* Assignment *
Your task is to transcribe the entries below exactly, beginning with the line containing "Target: white shipping container" and ending with the final line, and to add nothing else.

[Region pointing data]
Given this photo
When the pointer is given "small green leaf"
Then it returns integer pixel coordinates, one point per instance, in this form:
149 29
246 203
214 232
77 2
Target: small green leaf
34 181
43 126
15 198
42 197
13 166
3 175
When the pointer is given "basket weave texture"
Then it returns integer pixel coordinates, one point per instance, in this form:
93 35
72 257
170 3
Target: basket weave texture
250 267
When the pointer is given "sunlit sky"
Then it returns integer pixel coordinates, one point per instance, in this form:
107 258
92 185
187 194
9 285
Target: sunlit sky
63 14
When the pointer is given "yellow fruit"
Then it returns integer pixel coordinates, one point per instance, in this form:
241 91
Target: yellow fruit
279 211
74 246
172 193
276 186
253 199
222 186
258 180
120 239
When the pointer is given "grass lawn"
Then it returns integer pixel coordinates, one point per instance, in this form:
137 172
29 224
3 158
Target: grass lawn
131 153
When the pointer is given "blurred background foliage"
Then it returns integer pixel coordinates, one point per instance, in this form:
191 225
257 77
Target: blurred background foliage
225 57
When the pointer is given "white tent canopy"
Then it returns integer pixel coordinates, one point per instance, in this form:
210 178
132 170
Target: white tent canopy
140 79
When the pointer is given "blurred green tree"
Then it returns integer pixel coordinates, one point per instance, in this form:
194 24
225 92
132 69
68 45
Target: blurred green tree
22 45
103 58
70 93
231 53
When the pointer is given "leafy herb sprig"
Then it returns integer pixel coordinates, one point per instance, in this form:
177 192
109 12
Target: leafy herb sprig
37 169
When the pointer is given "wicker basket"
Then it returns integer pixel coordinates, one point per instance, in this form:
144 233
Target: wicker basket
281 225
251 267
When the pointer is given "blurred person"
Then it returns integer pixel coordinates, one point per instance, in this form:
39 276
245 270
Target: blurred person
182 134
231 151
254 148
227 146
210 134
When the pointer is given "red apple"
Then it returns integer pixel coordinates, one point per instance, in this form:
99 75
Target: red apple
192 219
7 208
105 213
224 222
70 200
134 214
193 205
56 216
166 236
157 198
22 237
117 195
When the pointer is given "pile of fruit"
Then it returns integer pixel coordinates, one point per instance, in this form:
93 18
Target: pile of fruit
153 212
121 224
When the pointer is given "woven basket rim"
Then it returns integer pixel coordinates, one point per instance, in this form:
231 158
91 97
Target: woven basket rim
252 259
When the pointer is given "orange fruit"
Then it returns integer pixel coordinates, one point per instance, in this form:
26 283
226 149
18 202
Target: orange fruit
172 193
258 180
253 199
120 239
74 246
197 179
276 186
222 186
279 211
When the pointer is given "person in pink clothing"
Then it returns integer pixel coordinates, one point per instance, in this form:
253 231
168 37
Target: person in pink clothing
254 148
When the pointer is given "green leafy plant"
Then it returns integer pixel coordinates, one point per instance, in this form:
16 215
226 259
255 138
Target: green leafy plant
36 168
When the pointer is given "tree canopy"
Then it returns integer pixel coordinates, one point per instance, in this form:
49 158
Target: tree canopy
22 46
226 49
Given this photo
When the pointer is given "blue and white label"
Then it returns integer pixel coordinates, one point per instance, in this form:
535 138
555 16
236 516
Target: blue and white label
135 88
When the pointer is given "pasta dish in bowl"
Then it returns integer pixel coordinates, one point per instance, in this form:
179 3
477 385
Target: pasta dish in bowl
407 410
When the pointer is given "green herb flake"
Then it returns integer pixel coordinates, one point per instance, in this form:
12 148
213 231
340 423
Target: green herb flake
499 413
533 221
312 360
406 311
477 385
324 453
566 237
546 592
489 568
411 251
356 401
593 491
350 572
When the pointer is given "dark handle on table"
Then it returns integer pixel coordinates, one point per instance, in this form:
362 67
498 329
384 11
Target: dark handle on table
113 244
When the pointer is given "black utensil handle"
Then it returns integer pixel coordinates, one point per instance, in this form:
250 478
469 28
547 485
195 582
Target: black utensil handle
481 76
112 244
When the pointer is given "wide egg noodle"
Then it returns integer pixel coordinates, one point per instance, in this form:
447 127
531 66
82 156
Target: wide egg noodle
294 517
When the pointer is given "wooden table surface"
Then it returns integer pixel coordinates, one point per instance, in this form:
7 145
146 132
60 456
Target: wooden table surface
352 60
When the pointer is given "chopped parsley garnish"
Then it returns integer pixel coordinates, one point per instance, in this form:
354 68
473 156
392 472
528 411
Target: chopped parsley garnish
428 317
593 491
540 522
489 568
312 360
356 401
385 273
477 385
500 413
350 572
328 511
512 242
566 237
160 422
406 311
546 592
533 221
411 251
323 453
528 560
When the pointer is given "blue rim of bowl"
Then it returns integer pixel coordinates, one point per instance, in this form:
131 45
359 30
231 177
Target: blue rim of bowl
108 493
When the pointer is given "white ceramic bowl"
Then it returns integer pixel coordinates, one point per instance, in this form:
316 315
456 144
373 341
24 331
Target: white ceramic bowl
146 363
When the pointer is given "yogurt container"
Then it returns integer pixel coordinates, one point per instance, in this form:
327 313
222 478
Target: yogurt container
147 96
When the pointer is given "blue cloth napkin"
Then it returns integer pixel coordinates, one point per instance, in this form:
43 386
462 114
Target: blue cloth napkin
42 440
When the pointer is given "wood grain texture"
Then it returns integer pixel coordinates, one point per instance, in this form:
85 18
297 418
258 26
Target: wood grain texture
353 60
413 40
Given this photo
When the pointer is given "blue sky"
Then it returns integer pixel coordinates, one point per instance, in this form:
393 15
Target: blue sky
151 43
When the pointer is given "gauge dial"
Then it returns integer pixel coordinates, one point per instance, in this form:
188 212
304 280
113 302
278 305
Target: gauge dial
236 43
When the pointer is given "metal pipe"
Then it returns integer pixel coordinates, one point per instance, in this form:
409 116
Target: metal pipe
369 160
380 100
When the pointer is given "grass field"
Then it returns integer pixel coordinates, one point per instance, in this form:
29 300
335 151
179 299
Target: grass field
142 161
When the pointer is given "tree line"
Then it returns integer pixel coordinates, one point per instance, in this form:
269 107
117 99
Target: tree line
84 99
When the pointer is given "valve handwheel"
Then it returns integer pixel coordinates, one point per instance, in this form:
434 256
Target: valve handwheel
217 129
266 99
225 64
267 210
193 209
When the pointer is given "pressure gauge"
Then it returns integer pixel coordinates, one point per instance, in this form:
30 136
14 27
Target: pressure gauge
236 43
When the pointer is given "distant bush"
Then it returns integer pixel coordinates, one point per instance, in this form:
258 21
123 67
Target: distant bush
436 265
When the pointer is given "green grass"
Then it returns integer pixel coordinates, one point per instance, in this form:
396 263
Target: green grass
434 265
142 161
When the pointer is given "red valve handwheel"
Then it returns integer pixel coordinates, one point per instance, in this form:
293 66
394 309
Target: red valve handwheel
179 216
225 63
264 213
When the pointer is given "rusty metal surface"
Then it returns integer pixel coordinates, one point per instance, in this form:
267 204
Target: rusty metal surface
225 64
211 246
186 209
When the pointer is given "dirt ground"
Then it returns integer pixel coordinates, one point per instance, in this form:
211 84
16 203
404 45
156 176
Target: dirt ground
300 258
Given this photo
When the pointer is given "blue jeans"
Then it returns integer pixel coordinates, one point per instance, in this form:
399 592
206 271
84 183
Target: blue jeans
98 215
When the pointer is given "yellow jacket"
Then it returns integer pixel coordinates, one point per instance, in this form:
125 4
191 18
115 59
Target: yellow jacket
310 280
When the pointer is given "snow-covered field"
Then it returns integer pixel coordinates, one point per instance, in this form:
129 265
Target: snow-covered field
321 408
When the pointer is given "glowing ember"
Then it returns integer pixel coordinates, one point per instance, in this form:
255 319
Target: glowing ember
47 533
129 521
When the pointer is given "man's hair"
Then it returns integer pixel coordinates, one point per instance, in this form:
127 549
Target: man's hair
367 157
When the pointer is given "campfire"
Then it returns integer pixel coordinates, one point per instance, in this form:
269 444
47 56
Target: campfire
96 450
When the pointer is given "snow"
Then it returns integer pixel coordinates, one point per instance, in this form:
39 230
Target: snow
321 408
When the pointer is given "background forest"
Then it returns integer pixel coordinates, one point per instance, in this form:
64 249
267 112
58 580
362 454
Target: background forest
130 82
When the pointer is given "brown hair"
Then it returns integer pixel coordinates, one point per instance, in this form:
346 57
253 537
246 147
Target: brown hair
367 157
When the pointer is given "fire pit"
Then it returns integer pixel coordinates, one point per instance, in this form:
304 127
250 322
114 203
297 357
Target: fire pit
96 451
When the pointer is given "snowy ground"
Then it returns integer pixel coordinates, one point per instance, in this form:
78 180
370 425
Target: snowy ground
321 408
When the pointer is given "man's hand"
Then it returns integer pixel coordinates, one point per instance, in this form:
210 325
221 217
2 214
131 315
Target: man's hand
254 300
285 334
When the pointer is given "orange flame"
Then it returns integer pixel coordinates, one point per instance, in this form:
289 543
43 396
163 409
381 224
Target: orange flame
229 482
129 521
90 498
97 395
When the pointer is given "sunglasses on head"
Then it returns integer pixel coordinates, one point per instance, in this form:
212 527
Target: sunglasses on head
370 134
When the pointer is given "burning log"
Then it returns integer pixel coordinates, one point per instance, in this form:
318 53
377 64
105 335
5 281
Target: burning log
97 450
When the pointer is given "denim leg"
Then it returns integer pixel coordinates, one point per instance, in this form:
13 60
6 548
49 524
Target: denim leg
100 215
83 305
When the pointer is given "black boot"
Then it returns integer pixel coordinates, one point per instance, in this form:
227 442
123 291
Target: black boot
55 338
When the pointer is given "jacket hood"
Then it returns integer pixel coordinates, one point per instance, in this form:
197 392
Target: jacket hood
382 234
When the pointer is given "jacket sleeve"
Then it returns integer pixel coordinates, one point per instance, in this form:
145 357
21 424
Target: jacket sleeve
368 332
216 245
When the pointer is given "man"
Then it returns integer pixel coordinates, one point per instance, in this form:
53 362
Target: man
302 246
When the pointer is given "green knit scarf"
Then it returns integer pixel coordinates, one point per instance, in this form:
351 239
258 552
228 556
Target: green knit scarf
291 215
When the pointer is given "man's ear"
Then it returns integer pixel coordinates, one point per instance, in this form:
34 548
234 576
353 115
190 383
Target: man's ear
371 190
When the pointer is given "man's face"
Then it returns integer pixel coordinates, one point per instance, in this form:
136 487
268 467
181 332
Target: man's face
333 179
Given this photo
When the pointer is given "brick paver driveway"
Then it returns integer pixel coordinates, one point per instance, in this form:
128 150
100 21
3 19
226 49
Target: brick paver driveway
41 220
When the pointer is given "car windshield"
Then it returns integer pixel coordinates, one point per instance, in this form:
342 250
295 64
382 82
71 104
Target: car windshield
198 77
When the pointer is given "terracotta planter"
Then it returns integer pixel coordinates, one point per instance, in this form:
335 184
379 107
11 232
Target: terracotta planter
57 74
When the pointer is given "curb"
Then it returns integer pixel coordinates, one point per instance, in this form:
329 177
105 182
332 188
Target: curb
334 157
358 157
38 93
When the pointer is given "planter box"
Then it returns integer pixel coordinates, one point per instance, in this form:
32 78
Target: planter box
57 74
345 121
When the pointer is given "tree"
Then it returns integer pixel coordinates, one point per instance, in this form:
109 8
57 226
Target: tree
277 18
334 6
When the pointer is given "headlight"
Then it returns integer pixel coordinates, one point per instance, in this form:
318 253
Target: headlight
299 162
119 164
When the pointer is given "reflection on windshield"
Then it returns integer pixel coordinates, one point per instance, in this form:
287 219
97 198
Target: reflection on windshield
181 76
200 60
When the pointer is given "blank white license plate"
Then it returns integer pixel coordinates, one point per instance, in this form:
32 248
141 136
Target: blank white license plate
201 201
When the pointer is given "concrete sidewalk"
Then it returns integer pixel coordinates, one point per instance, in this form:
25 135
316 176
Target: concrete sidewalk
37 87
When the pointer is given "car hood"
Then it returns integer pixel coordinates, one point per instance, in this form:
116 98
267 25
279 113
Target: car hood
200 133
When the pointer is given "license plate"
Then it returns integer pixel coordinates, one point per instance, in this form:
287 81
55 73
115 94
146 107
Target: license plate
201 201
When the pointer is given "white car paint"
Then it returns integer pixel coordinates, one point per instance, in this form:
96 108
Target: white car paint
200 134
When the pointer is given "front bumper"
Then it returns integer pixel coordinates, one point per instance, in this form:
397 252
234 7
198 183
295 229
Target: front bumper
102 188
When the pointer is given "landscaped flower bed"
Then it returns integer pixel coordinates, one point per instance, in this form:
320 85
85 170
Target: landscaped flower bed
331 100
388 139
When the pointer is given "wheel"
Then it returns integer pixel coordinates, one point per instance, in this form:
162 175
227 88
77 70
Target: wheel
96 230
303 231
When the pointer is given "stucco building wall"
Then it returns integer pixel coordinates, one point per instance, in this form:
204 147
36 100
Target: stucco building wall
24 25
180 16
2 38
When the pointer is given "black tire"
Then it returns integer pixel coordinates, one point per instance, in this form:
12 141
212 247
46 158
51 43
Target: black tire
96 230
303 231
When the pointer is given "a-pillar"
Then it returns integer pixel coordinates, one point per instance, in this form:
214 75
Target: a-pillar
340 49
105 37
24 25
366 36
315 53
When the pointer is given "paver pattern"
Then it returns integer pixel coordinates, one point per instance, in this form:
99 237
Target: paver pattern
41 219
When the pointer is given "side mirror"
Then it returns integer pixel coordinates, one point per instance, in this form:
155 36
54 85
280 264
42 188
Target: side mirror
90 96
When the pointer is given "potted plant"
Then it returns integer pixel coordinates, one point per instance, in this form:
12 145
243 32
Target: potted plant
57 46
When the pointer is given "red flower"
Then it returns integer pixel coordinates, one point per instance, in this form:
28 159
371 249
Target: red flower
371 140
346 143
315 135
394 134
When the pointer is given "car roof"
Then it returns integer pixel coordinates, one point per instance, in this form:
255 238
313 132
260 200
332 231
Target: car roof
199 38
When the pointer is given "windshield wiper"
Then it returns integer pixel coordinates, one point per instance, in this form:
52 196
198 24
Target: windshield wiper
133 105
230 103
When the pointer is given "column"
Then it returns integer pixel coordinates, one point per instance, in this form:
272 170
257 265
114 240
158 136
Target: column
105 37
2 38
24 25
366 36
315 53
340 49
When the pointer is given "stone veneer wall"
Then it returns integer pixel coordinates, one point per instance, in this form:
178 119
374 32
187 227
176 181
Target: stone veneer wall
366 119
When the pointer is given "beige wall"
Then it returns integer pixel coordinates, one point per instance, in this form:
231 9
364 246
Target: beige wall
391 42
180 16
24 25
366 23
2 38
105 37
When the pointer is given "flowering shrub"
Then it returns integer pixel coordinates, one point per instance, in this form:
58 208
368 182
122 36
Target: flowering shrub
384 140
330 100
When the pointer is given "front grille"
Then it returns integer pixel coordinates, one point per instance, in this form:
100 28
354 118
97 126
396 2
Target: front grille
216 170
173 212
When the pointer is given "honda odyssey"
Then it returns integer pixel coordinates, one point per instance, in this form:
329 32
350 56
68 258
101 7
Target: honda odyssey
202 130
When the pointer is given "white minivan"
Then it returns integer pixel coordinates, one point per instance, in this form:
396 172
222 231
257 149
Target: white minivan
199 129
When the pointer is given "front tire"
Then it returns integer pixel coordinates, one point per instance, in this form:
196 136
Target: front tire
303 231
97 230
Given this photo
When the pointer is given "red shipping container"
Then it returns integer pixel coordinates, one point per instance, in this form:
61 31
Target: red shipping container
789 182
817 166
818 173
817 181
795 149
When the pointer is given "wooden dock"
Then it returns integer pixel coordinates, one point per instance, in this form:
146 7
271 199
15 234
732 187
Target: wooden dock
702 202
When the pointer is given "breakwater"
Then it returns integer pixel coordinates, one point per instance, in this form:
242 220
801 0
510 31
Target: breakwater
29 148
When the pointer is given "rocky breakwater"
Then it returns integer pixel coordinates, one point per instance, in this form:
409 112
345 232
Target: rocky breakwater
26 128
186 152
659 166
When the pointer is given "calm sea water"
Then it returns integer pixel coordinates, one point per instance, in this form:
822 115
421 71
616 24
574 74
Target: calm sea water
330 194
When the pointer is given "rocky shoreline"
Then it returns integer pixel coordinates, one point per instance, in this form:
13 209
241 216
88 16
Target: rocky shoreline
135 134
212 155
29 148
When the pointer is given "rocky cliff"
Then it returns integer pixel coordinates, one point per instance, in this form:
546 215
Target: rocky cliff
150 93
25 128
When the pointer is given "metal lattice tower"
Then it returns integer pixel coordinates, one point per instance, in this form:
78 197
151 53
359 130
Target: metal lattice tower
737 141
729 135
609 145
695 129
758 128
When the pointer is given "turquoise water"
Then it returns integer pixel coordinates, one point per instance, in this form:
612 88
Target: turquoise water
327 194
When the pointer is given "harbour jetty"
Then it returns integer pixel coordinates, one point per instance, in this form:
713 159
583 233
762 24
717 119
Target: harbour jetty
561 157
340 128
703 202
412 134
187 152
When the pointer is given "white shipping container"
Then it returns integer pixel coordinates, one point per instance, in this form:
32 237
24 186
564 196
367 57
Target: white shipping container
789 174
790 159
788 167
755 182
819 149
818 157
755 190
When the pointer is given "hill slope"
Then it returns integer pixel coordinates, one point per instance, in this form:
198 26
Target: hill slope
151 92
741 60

* Written response *
Target: white shipping container
789 174
790 159
788 167
755 182
819 149
818 157
755 190
When the pointer is given "hill slope"
Then it returns integer pixel coordinates, one point per instance, in this form:
198 26
Target: hill slope
151 92
741 60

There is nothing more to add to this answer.